__What the task asks__
Nothing in the entries below may be altered; print them as they stand.

(Source data)
-------------------------

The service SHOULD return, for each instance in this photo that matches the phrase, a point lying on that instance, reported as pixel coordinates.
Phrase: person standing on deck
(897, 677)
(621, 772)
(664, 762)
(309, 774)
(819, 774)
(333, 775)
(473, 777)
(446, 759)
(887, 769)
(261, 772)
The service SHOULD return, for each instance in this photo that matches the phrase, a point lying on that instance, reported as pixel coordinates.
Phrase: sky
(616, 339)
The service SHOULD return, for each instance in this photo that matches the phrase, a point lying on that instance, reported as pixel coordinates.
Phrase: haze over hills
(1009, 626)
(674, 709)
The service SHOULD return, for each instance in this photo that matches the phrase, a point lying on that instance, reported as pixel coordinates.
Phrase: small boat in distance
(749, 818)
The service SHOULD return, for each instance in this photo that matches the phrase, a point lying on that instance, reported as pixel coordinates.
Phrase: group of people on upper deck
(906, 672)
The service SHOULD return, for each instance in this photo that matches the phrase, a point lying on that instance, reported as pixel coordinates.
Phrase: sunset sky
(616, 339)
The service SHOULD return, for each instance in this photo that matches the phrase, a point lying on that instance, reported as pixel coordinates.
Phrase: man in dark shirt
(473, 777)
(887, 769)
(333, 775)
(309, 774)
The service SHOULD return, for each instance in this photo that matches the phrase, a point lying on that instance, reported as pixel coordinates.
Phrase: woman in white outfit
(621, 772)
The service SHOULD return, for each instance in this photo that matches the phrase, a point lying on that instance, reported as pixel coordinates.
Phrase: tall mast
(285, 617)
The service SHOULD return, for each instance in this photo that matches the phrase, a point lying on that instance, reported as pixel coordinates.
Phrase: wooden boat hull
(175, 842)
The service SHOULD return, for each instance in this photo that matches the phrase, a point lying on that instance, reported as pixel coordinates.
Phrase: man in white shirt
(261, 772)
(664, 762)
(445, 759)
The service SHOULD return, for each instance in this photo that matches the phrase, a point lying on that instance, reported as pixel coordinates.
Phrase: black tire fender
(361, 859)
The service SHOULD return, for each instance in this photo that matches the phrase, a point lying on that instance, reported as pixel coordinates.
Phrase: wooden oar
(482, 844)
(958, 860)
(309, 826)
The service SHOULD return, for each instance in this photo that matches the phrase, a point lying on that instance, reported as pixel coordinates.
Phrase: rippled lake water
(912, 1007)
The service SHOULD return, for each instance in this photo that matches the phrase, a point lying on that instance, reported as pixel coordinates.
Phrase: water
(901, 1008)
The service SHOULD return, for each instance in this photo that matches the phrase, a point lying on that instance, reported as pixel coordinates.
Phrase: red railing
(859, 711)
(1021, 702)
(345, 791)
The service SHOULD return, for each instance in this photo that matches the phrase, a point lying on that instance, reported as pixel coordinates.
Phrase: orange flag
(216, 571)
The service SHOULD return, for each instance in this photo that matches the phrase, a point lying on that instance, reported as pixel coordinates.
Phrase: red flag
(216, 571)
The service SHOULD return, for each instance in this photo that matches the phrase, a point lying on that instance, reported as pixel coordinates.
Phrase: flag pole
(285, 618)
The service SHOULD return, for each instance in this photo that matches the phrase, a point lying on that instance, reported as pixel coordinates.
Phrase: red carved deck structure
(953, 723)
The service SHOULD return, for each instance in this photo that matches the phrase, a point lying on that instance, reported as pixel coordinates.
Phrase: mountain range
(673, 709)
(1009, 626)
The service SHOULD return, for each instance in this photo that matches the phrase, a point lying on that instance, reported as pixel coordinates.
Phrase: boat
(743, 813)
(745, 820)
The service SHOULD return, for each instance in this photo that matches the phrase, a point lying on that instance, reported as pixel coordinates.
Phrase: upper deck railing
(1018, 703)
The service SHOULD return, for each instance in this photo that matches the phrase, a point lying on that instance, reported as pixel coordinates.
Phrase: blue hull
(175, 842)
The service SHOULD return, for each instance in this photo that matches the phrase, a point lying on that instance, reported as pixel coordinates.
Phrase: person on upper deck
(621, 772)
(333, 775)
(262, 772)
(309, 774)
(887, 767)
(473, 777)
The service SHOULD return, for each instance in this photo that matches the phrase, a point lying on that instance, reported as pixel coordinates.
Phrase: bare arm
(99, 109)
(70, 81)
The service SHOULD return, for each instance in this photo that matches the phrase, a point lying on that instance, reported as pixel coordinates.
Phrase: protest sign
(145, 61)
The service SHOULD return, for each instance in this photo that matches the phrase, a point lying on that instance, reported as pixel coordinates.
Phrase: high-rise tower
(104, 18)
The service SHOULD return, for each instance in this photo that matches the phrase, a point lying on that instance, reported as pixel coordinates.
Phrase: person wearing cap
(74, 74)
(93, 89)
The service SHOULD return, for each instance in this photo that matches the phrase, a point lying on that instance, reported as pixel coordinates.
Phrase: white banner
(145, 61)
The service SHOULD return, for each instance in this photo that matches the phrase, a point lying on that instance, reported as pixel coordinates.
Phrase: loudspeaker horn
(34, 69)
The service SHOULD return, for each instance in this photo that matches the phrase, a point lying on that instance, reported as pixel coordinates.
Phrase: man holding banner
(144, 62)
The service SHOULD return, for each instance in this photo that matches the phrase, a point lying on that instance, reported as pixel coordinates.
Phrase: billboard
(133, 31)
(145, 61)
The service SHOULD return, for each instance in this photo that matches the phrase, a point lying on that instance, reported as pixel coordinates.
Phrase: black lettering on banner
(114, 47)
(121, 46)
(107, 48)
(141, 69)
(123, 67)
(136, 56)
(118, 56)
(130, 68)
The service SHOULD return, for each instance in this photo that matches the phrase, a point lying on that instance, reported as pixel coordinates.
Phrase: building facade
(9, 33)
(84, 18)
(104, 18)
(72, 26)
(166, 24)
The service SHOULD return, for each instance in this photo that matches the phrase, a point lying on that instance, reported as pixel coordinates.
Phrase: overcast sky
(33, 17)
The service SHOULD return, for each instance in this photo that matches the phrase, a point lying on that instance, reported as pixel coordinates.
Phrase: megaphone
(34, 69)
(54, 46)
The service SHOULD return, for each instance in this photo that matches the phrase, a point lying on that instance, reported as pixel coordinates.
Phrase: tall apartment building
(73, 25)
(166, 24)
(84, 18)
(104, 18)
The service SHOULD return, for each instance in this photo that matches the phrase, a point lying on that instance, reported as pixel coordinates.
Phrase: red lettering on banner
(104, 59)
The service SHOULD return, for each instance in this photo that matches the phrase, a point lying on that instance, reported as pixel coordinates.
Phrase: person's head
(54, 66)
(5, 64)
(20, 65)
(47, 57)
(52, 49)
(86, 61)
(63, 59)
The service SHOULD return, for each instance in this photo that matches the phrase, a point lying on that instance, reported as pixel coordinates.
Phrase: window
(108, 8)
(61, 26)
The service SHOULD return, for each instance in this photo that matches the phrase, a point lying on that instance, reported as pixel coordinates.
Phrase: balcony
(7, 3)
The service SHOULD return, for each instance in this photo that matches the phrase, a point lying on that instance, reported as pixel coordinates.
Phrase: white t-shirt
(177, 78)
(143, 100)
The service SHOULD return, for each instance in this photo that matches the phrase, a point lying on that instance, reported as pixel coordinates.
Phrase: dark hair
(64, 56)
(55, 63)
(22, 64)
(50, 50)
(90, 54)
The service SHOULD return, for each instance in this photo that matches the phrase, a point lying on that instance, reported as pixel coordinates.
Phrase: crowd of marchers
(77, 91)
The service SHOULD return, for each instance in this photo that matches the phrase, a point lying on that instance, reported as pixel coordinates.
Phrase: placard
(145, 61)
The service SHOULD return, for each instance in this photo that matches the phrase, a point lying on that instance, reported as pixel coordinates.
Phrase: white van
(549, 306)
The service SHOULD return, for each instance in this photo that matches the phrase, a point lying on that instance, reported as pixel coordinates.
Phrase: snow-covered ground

-------------------------

__Exercise output__
The service SHOULD return, for each instance in this photo that matches the phrase, a point lying on that instance, reported as pixel coordinates.
Phrase: person standing on deck
(897, 677)
(621, 772)
(664, 762)
(309, 774)
(819, 774)
(333, 775)
(473, 777)
(446, 759)
(887, 769)
(261, 772)
The service SHOULD return, for each instance in this photo that matches the phrase, a point lying on that instance, reported as pixel coordinates.
Phrase: sky
(616, 339)
The service SHOULD return, for each instance in this photo that matches the phrase, a point lying on that instance, reported as pixel coordinates.
Phrase: haze over hills
(1009, 626)
(674, 709)
The service SHOULD return, for each instance in this photo that matches the phrase, a point lying on that instance, reported as pixel coordinates.
Phrase: small boat in distance
(749, 818)
The service SHOULD return, for each instance in this photo that matches the phrase, a point lying on that instance, reported as pixel coordinates.
Phrase: group of people on upper deck
(906, 672)
The service SHOULD return, for each instance in this photo that matches the phrase, a point lying on that instance, reported as pixel coordinates.
Phrase: sunset sky
(616, 339)
The service SHOULD return, for each instance in this photo that matches the phrase, a point lying on that instance, reported as pixel coordinates.
Phrase: man in dark shirt
(473, 777)
(887, 769)
(333, 775)
(309, 774)
The service SHOULD return, for each instance in this photo that matches the phrase, a point lying on that instance, reported as pixel coordinates.
Phrase: woman in white outfit
(621, 772)
The service SHOULD return, for each instance in this photo that matches the phrase, a point lying on that instance, reported as pixel coordinates.
Phrase: tall mast
(285, 617)
The service SHOULD return, for each instance in this photo that matches the phrase, a point lying on that instance, reported as pixel coordinates.
Phrase: wooden boat hull
(175, 842)
The service SHOULD return, for each instance in this photo that matches the phrase, a point lying on that instance, reported as pixel coordinates.
Phrase: man in white shirt
(261, 772)
(664, 762)
(445, 759)
The service SHOULD return, for each instance in this photo that matches the phrase, a point lying on that instance, reported as pixel coordinates.
Phrase: black tire fender
(361, 859)
The service SHOULD return, for each instance in this photo that matches the phrase, a point lying on that instance, reported as pixel coordinates.
Phrase: wooden oar
(482, 844)
(958, 860)
(309, 826)
The service SHOULD return, for each instance in this photo that matches the phrase, a point lying on that instance, reported as pixel coordinates.
Phrase: rippled lake water
(912, 1007)
The service SHOULD return, for each instance in this photo that matches the phrase, a point lying on that instance, reported as pixel coordinates.
Phrase: water
(901, 1008)
The service SHOULD return, for each instance in this photo that matches the phrase, a point lying on that instance, reported as pixel coordinates.
Phrase: red railing
(859, 711)
(1021, 702)
(345, 791)
The service SHOULD return, for each instance in this photo that matches the phrase, a point lying on that instance, reported as pixel coordinates.
Phrase: orange flag
(216, 571)
The service SHOULD return, for each instance in this photo that matches the phrase, a point lying on that instance, reported as pixel coordinates.
Phrase: red flag
(216, 571)
The service SHOULD return, for each instance in this photo that matches the phrase, a point lying on that instance, reported as pixel coordinates.
Phrase: flag pole
(285, 618)
The service SHOULD return, for each instance in this photo that matches the phrase, a point lying on that instance, reported as pixel coordinates.
Phrase: red carved deck structure
(953, 723)
The service SHOULD return, for each instance in this photo that matches the phrase, a point lying on that instance, reported as pixel coordinates.
Phrase: mountain range
(673, 709)
(1009, 626)
The service SHOULD return, for each instance in this photo that matches the phrase, a point lying on that instance, reported as pixel coordinates.
Phrase: boat
(743, 813)
(745, 820)
The service SHOULD return, for each instance in this photo that matches the phrase, a point lying on that instance, reported as pixel coordinates.
Phrase: upper deck railing
(1018, 703)
The service SHOULD return, for each instance in this photo that matches the phrase, a point lying on that instance, reported as pixel coordinates.
Phrase: blue hull
(175, 842)
The service SHOULD return, for each instance in this photo that matches the phrase, a point lying on that instance, reported as pixel coordinates.
Phrase: person on upper deck
(621, 772)
(333, 775)
(262, 772)
(309, 774)
(887, 767)
(473, 777)
The service SHOULD return, for each instance in this photo that matches the phrase, a point lying on that instance, reported as pixel coordinates.
Phrase: bare arm
(99, 109)
(70, 81)
The service SHOULD return, for each instance in this photo that matches the phrase, a point lying on that instance, reported as pixel coordinates.
Phrase: protest sign
(145, 61)
The service SHOULD return, for each instance in this photo that matches the phrase, a point lying on that instance, reported as pixel coordinates.
Phrase: high-rise tower
(104, 18)
The service SHOULD return, for each instance in this photo that matches the phrase, a point lying on that instance, reported as pixel coordinates.
Phrase: person wearing cap
(74, 74)
(93, 89)
The service SHOULD return, for each instance in this photo that matches the phrase, a point lying on that instance, reported as pixel coordinates.
Phrase: white banner
(145, 61)
The service SHOULD return, for each instance in this photo that matches the phrase, a point lying on that instance, reported as pixel coordinates.
Phrase: loudspeaker horn
(34, 69)
The service SHOULD return, for each instance in this photo that matches the phrase, a point lying on that instance, reported as pixel coordinates.
Phrase: man holding banner
(144, 62)
The service SHOULD return, for each instance in this photo that matches the phrase, a point lying on that instance, reported as pixel coordinates.
Phrase: billboard
(133, 31)
(145, 61)
The service SHOULD return, for each instance in this photo that matches the phrase, a point lying on that instance, reported as pixel coordinates.
Phrase: black lettering on banner
(114, 47)
(121, 46)
(107, 48)
(141, 69)
(123, 67)
(136, 56)
(118, 56)
(130, 68)
The service SHOULD return, for each instance in this photo that matches the phrase, a point lying on that instance, reported as pixel coordinates.
Phrase: building facade
(9, 33)
(84, 18)
(104, 18)
(72, 26)
(166, 24)
The service SHOULD return, for each instance in this photo that matches the phrase, a point lying on that instance, reported as pixel coordinates.
Phrase: overcast sky
(33, 17)
The service SHOULD return, for each instance in this photo that matches the phrase, a point lying on that instance, reported as pixel coordinates.
Phrase: megaphone
(34, 69)
(54, 46)
The service SHOULD return, for each instance in this photo that matches the phrase, a point lying on that instance, reported as pixel coordinates.
Phrase: tall apartment building
(73, 25)
(166, 24)
(84, 18)
(104, 18)
The service SHOULD return, for each instance in this photo that matches the phrase, a point lying on that instance, reported as pixel coordinates.
Phrase: red lettering on banner
(104, 59)
The service SHOULD return, for each instance in this photo that matches the phrase, a point lying on that instance, reported as pixel coordinates.
Phrase: person's head
(54, 66)
(5, 64)
(20, 65)
(47, 57)
(52, 49)
(86, 61)
(63, 59)
The service SHOULD return, for each instance in this photo that matches the phrase, a point lying on that instance, reported as pixel coordinates.
Phrase: window
(108, 8)
(61, 26)
The service SHOULD return, for each instance in this photo that matches the phrase, a point lying on that instance, reported as pixel coordinates.
Phrase: balcony
(7, 3)
The service SHOULD return, for each instance in this photo that matches the phrase, a point lying on that instance, reported as pixel coordinates.
Phrase: white t-shirt
(177, 78)
(143, 100)
The service SHOULD return, for each instance in this photo that matches the phrase, a point lying on that instance, reported as pixel coordinates.
Phrase: dark hair
(64, 56)
(55, 63)
(22, 64)
(50, 50)
(90, 54)
The service SHOULD return, for each instance in this photo that matches the phrase, a point lying on that instance, reported as pixel coordinates.
Phrase: crowd of marchers
(77, 91)
The service SHOULD return, for each instance in this photo that matches the phrase, a point lying on that instance, reported as pixel coordinates.
Phrase: placard
(145, 61)
The service SHOULD return, for each instance in this photo that matches the phrase, a point lying on that instance, reported as pixel coordinates.
Phrase: white van
(549, 306)
The service SHOULD return, for each instance in this photo that matches the phrase, a point lying on that instance, reported as pixel coordinates.
Phrase: snow-covered ground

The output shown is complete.